### Goal
Extend the forum post about case annealing below, starting after its final sentence.

### Text extract
So, you then flip it to hate? Why?

Its something you should ask and have them experiment with and have setting for as the pin cleaning is becoming more common.

That is not hate, its constructive criticism of a product just like we are discussing with all products.

As the settings for heat (time) go up with a completely clean inside, you would wind up under annealed .

If that is hate, then I am the President of the US and thank god I am not, now there is hate.
 
In response to the torch vs Annie and the Templaq.

I did make mention of the heat lag and the accuracy factor there.

It would be nice if you would acknowledges it when someone agrees with a point and says so up front.

Like all tools, the Templaq can be misused or misunderstood or misapplied.

I am discussing two step process with 750 and 800.

I am seeing comments about when you get the burned color that's just right and its not.

I have pointed out with a torch you are spinning a case in a tool and trying to read the Templaq in a dynamic situation and you do not acknowledge that as a valid point.

The nice thing about the Annie is there is no motion, there is no flame and you can see it all going on as nicely as possible.

Frankly I like the Annie approach as I can see the process better and confirm the results without going to the work JH is with harness testing and sectioning.

If I was going to go with an AMP I would want to know where their line is target wise. I would prefer a bit short than too much.

It looks like a great unit, but all equipment has aspect to it that need to be understood to get the right results out of it.

The Annie suits me, the cost suits me and I believe I can get the results I need out of it reliably.

At least keep the discussion respectably and acknowledge points.

A lot of bobbing and dodging in my opinion.
 
JH:

I think this got misunderstood and I do appreciate the warning and concern.

I am not trying to match the lines at all, I was pointing out that it obviously was annealed down that far (and can be but I am not shooting for that)

Your point and Garret was the case should be a bit higher in the coil than you would think.

I am continuing to do the Templaq test both inside and outside the case down past the shoulder while I am changing the variables (coil width)

(Excerpts of pointing data)
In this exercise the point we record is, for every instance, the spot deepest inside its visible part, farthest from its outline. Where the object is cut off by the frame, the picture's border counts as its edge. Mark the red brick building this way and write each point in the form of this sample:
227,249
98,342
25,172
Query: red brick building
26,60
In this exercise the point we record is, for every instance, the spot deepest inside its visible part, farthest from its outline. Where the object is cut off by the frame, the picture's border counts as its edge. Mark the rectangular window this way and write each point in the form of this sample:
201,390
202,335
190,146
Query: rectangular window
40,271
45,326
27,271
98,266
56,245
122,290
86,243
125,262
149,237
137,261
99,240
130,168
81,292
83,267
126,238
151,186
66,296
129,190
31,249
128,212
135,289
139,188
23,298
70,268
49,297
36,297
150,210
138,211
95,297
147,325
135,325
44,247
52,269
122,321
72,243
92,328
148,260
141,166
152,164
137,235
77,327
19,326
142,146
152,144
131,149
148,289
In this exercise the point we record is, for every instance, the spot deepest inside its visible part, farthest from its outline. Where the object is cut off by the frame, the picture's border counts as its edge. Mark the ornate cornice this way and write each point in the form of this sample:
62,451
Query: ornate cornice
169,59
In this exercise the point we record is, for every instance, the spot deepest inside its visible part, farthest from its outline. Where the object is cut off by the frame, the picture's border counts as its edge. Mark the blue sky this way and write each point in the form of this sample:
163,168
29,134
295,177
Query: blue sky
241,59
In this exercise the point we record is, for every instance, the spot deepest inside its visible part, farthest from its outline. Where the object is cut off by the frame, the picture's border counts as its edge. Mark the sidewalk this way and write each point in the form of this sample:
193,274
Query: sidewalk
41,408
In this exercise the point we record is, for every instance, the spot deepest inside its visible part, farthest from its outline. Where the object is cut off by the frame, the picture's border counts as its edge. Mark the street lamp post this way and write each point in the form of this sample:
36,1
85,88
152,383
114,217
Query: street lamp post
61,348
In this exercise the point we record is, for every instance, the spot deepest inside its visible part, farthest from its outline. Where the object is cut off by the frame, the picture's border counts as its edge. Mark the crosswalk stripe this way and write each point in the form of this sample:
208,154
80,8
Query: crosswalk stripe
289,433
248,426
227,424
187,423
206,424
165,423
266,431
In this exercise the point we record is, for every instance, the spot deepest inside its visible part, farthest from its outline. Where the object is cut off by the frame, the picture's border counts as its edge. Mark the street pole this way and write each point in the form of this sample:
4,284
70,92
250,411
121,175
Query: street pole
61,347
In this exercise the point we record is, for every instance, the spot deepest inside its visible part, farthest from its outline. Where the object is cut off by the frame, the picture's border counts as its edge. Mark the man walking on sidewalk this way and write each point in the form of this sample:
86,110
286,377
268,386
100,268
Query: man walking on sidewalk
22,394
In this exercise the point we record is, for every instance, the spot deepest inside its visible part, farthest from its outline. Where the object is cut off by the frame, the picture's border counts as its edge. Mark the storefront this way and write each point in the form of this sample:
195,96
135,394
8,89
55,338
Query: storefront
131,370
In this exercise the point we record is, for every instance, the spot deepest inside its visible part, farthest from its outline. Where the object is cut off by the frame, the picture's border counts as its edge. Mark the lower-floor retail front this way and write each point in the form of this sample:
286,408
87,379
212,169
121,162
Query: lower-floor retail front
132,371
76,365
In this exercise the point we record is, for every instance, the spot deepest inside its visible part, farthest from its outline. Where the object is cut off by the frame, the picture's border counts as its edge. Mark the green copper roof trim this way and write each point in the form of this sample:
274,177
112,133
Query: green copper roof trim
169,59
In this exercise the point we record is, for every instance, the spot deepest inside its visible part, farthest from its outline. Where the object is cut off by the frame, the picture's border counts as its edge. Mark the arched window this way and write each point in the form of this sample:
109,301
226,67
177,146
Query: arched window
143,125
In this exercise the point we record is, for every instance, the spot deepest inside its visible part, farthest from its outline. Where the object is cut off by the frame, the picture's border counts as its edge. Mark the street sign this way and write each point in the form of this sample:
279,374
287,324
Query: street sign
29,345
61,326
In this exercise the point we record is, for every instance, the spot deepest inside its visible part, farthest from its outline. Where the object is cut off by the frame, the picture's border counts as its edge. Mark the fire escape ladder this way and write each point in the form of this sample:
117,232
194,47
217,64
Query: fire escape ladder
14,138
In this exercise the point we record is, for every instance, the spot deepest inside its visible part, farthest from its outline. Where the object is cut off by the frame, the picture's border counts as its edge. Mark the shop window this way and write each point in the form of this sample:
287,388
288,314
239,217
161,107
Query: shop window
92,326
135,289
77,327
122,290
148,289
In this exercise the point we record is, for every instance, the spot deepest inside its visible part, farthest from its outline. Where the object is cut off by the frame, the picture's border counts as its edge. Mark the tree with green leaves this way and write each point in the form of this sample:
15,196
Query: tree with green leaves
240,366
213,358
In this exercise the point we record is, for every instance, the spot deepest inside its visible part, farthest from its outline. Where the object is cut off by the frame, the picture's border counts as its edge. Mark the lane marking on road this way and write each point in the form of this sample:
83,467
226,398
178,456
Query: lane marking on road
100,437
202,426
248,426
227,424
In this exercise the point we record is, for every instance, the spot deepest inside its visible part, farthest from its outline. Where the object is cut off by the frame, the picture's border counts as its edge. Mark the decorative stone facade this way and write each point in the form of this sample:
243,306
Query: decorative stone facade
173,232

### Reply
No Templaq melt at all below the shoulder and just melting inside and outside the case on the neck. Much more uniform as you said it would be. Priori I was getting more uneven melting in the three locations (inside neck, outside neck and on the shoulder)

While I am not going to push it, I think I am conservative at this point, but ok with that as long as I am sort of holding my own until I get the clean case system.

I know you can't tell by the finish entirely, but I am barely if at all getting any color change on the cases now.

I am curious if that is a reasonable read?
 
RC I have acknowledged several of your points I am sorry I missed that one. Also the hate thing for the AMP was not directed at you.

On the spinning part that is all well and good if you are using the helical coil, however if it was hooked up for a production run on a Giraud the case will be spinning regardless of the heat source.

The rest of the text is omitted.